◆ Consigne A
Indiquez si chacun des énoncés suivants est conforme au récit intitulé « Tuberculose », en répondant par oui ou par non et en citant à l'identique les mots du récit qui tranchent. (i) Le dernier vaccin de la personne qui raconte remonte généralement à avant sa naissance. (ii) Le wagon compte 34 sièges libres. (iii) L'homme choisit le siège situé en face de la personne qui raconte.
◆ Consigne B
Poursuivez le récit intitulé « Tuberculose » à partir de sa dernière phrase.

Tuberculose
A chaque fois que je vais chez le médecin pour un check-up, j’ai le droit à la même question : « A quand remonte votre dernier rappel anti-tétanique ? », moment auquel je détourne adroitement la conversation sur la météo des dernières vacances à La Baule parce que mon dernier vaccin remonte généralement à avant ma naissance.
Ce soir, dans le train, un homme pas net monte dans le wagon. « Lui, il est pour toi ! », me dis-je. Ca ne loupe pas, 43 sièges libres et il choisit celui à côté de moi. Il s’affale sur moi au terme d’une gymnastique élaborée qui me fait atterrir dans le plafond suivant le principe des vases communicants.

[Données recueillies]
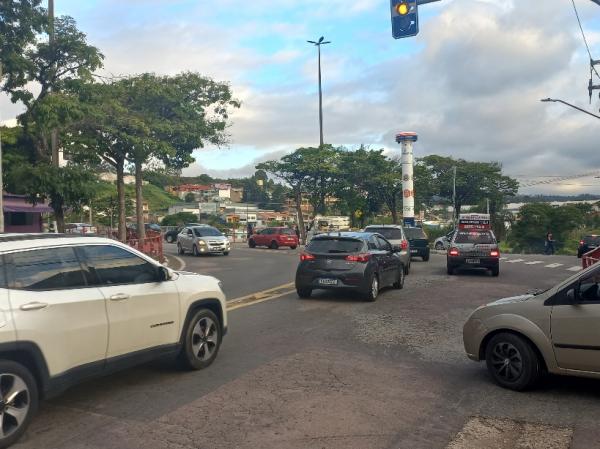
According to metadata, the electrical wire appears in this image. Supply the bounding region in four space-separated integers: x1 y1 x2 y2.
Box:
571 0 600 78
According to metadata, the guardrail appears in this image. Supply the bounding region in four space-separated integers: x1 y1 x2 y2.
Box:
581 248 600 270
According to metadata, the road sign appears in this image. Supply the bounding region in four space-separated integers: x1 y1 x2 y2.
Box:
390 0 419 39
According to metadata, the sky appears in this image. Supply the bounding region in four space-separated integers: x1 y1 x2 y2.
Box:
0 0 600 194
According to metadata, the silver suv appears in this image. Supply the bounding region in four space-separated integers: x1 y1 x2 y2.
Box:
177 226 231 256
365 225 411 274
0 234 227 448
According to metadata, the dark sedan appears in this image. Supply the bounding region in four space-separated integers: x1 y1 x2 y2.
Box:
296 232 404 301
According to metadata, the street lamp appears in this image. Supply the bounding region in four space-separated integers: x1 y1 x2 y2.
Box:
307 36 331 147
540 98 600 119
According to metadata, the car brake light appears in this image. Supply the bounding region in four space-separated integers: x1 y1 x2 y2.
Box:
346 253 371 263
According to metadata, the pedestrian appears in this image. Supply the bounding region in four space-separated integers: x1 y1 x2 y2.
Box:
545 230 554 255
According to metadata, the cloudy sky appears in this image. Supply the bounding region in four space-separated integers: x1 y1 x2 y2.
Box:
0 0 600 194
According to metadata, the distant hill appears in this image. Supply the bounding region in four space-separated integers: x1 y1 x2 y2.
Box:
508 193 600 203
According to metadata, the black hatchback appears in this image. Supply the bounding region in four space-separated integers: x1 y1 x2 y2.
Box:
296 232 404 301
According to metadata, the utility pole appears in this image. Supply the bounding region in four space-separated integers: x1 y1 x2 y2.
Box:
307 36 331 148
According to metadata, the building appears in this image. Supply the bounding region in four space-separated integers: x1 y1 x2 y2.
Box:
3 193 54 233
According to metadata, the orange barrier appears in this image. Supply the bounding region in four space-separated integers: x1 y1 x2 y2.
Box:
581 248 600 270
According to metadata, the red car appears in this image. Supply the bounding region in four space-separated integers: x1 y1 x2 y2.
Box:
248 228 298 249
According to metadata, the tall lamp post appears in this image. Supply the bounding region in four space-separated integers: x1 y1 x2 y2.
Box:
307 36 331 147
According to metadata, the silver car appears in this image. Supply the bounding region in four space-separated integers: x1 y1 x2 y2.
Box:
177 226 231 256
365 225 411 274
463 263 600 390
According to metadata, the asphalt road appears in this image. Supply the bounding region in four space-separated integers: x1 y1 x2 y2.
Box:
16 248 600 449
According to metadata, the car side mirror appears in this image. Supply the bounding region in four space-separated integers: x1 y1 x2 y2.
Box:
156 266 171 282
567 288 581 304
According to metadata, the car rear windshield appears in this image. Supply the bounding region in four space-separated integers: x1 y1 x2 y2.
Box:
366 227 402 240
404 228 427 240
307 238 363 253
454 231 496 245
194 228 223 237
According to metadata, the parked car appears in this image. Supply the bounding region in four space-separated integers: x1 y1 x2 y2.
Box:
404 227 430 262
65 223 98 235
577 234 600 259
0 234 227 447
365 225 411 274
446 230 500 276
433 231 456 251
463 264 600 390
177 225 231 256
248 227 298 249
296 232 405 301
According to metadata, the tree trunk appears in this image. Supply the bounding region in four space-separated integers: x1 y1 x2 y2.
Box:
294 187 306 243
116 160 127 242
135 161 146 242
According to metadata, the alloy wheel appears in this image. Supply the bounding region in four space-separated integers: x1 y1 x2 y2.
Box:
491 342 523 382
192 317 219 362
0 373 31 441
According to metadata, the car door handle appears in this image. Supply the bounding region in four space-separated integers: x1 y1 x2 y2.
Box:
110 293 129 301
21 302 48 311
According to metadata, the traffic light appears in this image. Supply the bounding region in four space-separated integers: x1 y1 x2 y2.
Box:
390 0 419 39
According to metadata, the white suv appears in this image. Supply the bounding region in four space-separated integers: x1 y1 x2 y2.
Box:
0 234 227 448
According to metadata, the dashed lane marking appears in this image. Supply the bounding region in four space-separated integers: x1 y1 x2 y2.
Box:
544 263 564 268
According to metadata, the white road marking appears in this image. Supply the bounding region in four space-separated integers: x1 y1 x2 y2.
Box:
544 263 564 268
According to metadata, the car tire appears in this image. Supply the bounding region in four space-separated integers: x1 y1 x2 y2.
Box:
392 267 406 290
0 360 39 448
364 274 379 302
485 332 542 391
178 309 223 370
296 287 312 299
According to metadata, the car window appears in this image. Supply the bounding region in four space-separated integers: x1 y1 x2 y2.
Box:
306 237 363 253
454 231 496 245
84 245 157 285
194 228 223 237
579 270 600 302
366 227 404 240
375 236 392 251
8 248 86 290
404 228 427 240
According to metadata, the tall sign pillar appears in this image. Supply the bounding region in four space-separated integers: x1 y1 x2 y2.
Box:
396 132 418 226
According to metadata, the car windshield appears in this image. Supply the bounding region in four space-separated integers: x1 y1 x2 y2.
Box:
454 231 496 245
194 228 223 237
306 238 363 253
404 228 427 240
366 227 402 240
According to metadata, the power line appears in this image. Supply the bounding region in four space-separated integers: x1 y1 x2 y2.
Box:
571 0 600 78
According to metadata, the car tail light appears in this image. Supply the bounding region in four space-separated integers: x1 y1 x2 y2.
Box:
346 253 371 263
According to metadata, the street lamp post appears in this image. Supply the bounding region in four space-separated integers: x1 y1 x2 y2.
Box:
307 36 331 147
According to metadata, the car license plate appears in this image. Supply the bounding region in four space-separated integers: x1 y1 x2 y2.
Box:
319 279 337 285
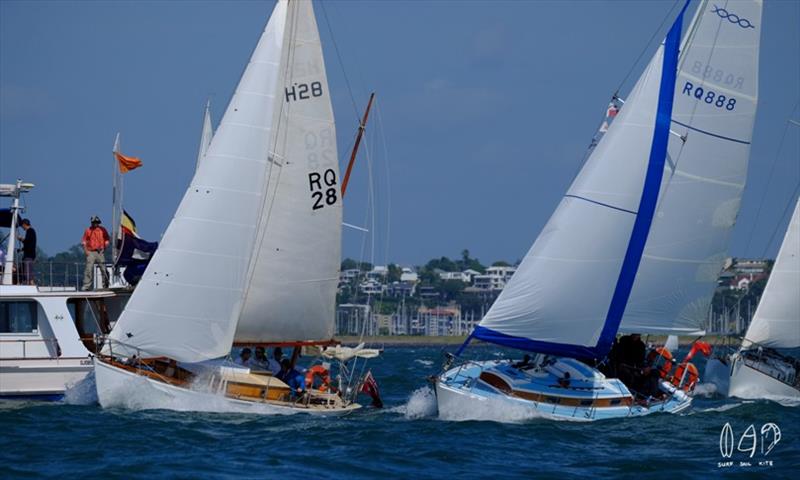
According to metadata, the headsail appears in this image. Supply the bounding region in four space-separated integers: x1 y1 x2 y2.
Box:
473 1 761 357
104 1 286 362
744 200 800 348
235 0 342 343
195 100 214 170
620 0 762 335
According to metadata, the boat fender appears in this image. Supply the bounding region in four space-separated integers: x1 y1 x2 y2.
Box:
672 362 699 392
647 347 672 378
306 365 331 392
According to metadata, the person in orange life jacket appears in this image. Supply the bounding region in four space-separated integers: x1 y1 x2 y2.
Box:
81 215 109 290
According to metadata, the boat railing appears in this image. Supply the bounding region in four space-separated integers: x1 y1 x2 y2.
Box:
0 260 130 292
0 338 61 360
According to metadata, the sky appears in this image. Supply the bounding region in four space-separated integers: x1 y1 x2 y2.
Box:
0 0 800 265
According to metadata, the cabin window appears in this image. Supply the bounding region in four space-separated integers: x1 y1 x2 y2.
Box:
0 300 39 333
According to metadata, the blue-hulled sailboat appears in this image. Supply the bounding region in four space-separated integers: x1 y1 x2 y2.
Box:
436 0 762 420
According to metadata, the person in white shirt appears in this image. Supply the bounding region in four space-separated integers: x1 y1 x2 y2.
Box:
250 346 269 371
269 347 283 375
235 348 252 368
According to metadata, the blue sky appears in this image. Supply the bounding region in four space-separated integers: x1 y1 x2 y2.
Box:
0 0 800 264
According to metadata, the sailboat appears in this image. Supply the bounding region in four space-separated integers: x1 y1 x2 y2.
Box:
95 0 369 414
435 0 761 421
728 200 800 400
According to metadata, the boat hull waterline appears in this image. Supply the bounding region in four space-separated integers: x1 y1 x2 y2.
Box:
436 358 692 421
94 358 361 416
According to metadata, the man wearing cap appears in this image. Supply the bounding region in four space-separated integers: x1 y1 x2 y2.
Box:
81 215 109 290
17 218 36 285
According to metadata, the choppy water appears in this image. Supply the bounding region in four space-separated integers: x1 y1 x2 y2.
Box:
0 347 800 479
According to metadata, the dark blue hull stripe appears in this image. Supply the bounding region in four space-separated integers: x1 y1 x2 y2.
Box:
564 194 636 215
472 0 689 359
672 120 750 145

◆ Production attendue A
(i) Oui : « mon dernier vaccin remonte généralement à avant ma naissance ».
(ii) Non : « 43 sièges libres ».
(iii) Non : « il choisit celui à côté de moi ».

◆ Production attendue B
Outre que sa rencontre avec le savon doit dater du temps où on allait travailler à cheval, il a une démarche bizarre. Je me force à envisager la situation avec un œil très neutre, après tout, les débiles sont nos amis. Au bout de deux minutes de trajet direct, c’est-à-dire à la minute exacte où je ne peux plus décider de me barrer de là en courant, l’homme bizarre se met à tousser. Pas la toux que j’ai appris à reconnaître cet hiver, la vulgaire toux grippale. Que nenni. Une toux bizarre, inconnue au bataillon. Il a la tuberculose. Il revient d’Afrique et il a attrapé la tuberculose et il a fallu que ça tombe sur moi, pensé-je. Pourquoi ce n’est jamais la future rock-star ou le brun ténébreux intello, pourquoi ceux-là finissent toujours à côté de la blondasse de service et de ses 1,85m, pourquoi moi j’attire toujours les déchets et les formes à la limite de l’espèce humaine avec une allergie évidente à tout ce qui parle d’hygiène.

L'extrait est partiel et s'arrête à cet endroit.